> Exercise details:
Please write out every line of the records below as a numbered list, skipping any blank lines and leaving the pictures out.

Dataset rows:
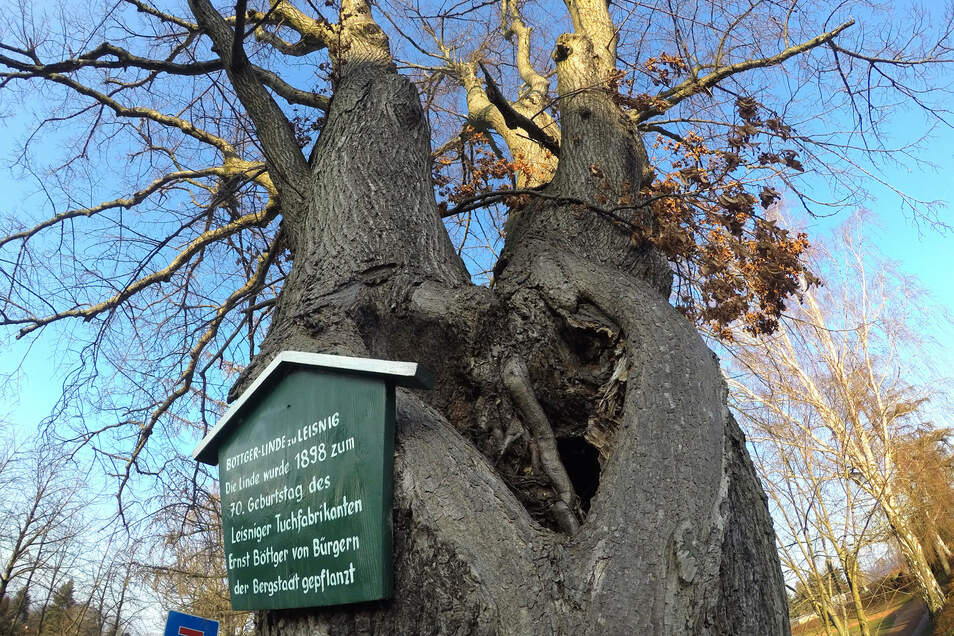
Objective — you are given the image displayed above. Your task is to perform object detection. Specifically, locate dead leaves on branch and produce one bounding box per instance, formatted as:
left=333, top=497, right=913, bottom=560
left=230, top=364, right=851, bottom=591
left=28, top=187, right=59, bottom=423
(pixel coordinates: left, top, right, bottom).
left=636, top=115, right=819, bottom=340
left=434, top=97, right=819, bottom=340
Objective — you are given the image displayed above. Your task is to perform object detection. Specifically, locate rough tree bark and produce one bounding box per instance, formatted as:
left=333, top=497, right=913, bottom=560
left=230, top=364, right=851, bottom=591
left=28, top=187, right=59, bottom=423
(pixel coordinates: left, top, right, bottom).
left=190, top=0, right=789, bottom=634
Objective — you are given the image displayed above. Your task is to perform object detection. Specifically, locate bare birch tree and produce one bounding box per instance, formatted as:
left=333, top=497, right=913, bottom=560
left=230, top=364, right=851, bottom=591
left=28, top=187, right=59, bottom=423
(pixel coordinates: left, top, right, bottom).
left=730, top=219, right=944, bottom=613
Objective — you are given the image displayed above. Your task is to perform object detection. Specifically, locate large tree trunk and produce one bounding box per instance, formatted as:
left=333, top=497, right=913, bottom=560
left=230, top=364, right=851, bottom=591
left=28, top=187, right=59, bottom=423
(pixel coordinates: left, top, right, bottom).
left=193, top=3, right=789, bottom=635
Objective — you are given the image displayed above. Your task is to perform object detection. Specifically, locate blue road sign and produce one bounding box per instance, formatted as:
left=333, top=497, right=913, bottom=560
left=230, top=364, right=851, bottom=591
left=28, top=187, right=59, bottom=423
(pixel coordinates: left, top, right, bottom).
left=163, top=611, right=219, bottom=636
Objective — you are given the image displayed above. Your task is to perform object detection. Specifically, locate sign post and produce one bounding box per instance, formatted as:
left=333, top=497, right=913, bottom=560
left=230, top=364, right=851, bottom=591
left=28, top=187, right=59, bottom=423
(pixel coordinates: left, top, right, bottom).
left=193, top=351, right=430, bottom=610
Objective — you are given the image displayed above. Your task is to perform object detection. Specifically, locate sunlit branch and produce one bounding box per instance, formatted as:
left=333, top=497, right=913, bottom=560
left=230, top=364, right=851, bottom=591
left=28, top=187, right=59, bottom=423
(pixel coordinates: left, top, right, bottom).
left=0, top=166, right=256, bottom=247
left=189, top=0, right=309, bottom=204
left=630, top=20, right=855, bottom=123
left=0, top=58, right=236, bottom=156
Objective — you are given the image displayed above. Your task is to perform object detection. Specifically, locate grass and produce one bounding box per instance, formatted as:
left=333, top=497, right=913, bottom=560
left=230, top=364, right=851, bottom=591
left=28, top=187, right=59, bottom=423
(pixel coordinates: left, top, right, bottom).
left=792, top=594, right=920, bottom=636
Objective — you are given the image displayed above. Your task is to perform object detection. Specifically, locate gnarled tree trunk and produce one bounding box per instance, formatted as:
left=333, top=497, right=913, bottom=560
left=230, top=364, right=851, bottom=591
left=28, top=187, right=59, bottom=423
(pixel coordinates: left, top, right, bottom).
left=193, top=0, right=789, bottom=635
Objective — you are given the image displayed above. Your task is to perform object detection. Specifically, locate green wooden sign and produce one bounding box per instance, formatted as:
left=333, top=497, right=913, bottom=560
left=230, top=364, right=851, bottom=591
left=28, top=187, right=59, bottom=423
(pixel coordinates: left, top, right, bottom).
left=194, top=352, right=428, bottom=610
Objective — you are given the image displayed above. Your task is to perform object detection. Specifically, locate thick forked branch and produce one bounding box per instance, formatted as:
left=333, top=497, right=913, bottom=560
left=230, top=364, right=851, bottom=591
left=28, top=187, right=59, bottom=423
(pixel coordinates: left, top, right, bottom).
left=503, top=356, right=580, bottom=535
left=12, top=205, right=278, bottom=338
left=189, top=0, right=309, bottom=206
left=565, top=0, right=617, bottom=76
left=630, top=20, right=855, bottom=124
left=244, top=0, right=337, bottom=57
left=480, top=62, right=560, bottom=156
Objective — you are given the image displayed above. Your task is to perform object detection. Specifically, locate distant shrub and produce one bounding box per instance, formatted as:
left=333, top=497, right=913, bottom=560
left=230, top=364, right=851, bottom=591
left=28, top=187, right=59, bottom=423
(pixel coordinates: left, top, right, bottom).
left=931, top=592, right=954, bottom=636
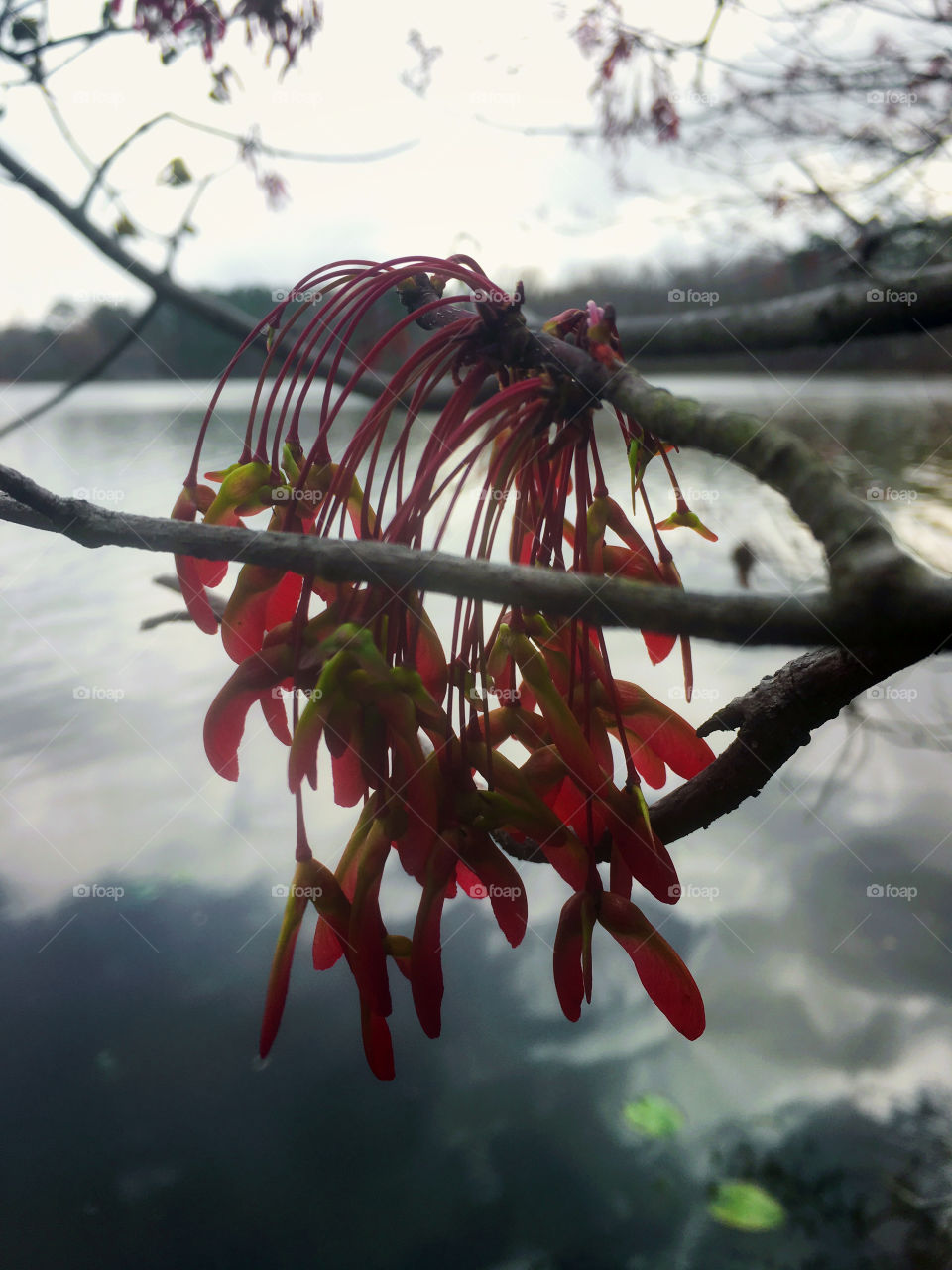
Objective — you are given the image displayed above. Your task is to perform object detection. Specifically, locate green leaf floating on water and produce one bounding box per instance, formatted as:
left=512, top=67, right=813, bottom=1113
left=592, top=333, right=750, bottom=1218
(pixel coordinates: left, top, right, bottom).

> Exercise answer:
1. Objective — you are given the image displayed above. Your task is to perform object detection. Specifically, locate dead leaves on branch and produce one bounding box per instance, formatted as:
2. left=333, top=497, right=913, bottom=560
3. left=230, top=364, right=851, bottom=591
4. left=28, top=187, right=59, bottom=423
5. (pixel coordinates: left, top, right, bottom).
6. left=636, top=115, right=819, bottom=340
7. left=434, top=97, right=819, bottom=340
8. Objective — you are given the image displayed above. Your task is to perform object detection. Specifically, locate rough tree bark and produce one bounding box per instance, formatted as:
9. left=333, top=497, right=913, bottom=560
10. left=230, top=364, right=851, bottom=591
11. left=28, top=187, right=59, bottom=423
12. (pixel coordinates: left, top, right, bottom).
13. left=190, top=0, right=789, bottom=634
14. Objective — you are given the image displayed above. Your task is to perform object detection. Specifically, locate bare birch tree and produce one bounding box per instance, formatted as:
15. left=333, top=497, right=913, bottom=560
16. left=230, top=364, right=851, bottom=591
17. left=28, top=187, right=59, bottom=423
18. (pixel coordinates: left, top, right, bottom).
19. left=730, top=219, right=944, bottom=613
20. Objective — you are given the image displayed above. Your task is to perform object detection. Specifically, locate large tree trunk and produce one bounding box per instance, formatted as:
21. left=333, top=497, right=913, bottom=560
22. left=230, top=364, right=851, bottom=591
23. left=28, top=187, right=59, bottom=423
24. (pixel coordinates: left, top, right, bottom).
25. left=193, top=3, right=789, bottom=635
26. Objective — you are given the image displayed above. Your task is to perform object detection. Specifically, locate blue road sign and produce one bounding box per instance, formatted as:
27. left=333, top=497, right=913, bottom=560
28. left=230, top=364, right=851, bottom=591
29. left=28, top=187, right=59, bottom=423
30. (pixel coordinates: left, top, right, bottom).
31. left=163, top=611, right=219, bottom=636
32. Objective — you are given the image displayed above. Your task is to perform object detection. Specifically, locate sign post and produce one bounding box per instance, formatted as:
33. left=333, top=497, right=913, bottom=560
34. left=230, top=364, right=851, bottom=591
35. left=28, top=187, right=59, bottom=423
36. (pixel coordinates: left, top, right, bottom).
37. left=193, top=351, right=430, bottom=610
38. Objective — you are given the image displayed above. Your task is to perform object detection. Specifically, locate sunlit branch and produce one bounding box per instance, formatted as:
39. left=333, top=497, right=913, bottom=560
40. left=230, top=364, right=851, bottom=591
41. left=28, top=187, right=59, bottom=423
42. (pixel coordinates: left, top, right, bottom).
43. left=0, top=166, right=256, bottom=247
44. left=189, top=0, right=309, bottom=204
45. left=630, top=20, right=855, bottom=123
46. left=0, top=58, right=236, bottom=156
47. Objective — you are given the image displayed above. Your task is to perform object detection. Specifically, locate grass and produce one bounding box per instance, formatted as:
48. left=333, top=497, right=913, bottom=560
49. left=230, top=364, right=851, bottom=591
50. left=28, top=187, right=59, bottom=423
51. (pixel coordinates: left, top, right, bottom).
52. left=792, top=594, right=920, bottom=636
53. Objective — you are given the image displayed above. Your task is to perform object detection. Specifically, locate gnarled tree trunk and produce one bounding box per instance, formatted as:
54. left=333, top=497, right=913, bottom=560
55. left=230, top=364, right=851, bottom=591
56. left=28, top=187, right=59, bottom=423
57. (pixel coordinates: left, top, right, bottom).
58. left=193, top=0, right=789, bottom=635
59. Objective — you are given the image displayed above. Your task is to perform object detection. Specifically, locate green wooden sign and produce one bounding box per instance, formatted as:
60. left=333, top=497, right=913, bottom=560
61. left=230, top=364, right=851, bottom=591
62. left=28, top=187, right=59, bottom=423
63. (pixel coordinates: left, top, right, bottom).
64. left=194, top=352, right=428, bottom=610
65. Objective — you are given the image displayed above. Your task is to perform object detection. Specifically, locate thick forked branch and produce one bounding box per instance, formatted as:
66. left=333, top=497, right=913, bottom=560
67. left=230, top=364, right=851, bottom=591
68. left=28, top=187, right=59, bottom=423
69. (pixel coordinates: left, top, right, bottom).
70. left=503, top=356, right=580, bottom=535
71. left=12, top=205, right=278, bottom=338
72. left=189, top=0, right=309, bottom=206
73. left=565, top=0, right=617, bottom=76
74. left=630, top=20, right=855, bottom=124
75. left=244, top=0, right=337, bottom=57
76. left=480, top=62, right=560, bottom=156
77. Objective — you are given the image displayed above. Your task is to perform object detection. Specifically, locate distant shrub and produce one bounding box per instance, formatted as:
78. left=333, top=497, right=913, bottom=560
79. left=230, top=364, right=851, bottom=591
80. left=28, top=187, right=59, bottom=423
81. (pixel coordinates: left, top, right, bottom).
82. left=931, top=592, right=954, bottom=636
83. Objective — you are given the image displayed above. Your task is to perform object detection. Specifically, locate green leaf floating on water and produce one bounding box per instance, formatted as:
84. left=512, top=67, right=813, bottom=1113
85. left=592, top=333, right=750, bottom=1218
86. (pixel coordinates: left, top, right, bottom).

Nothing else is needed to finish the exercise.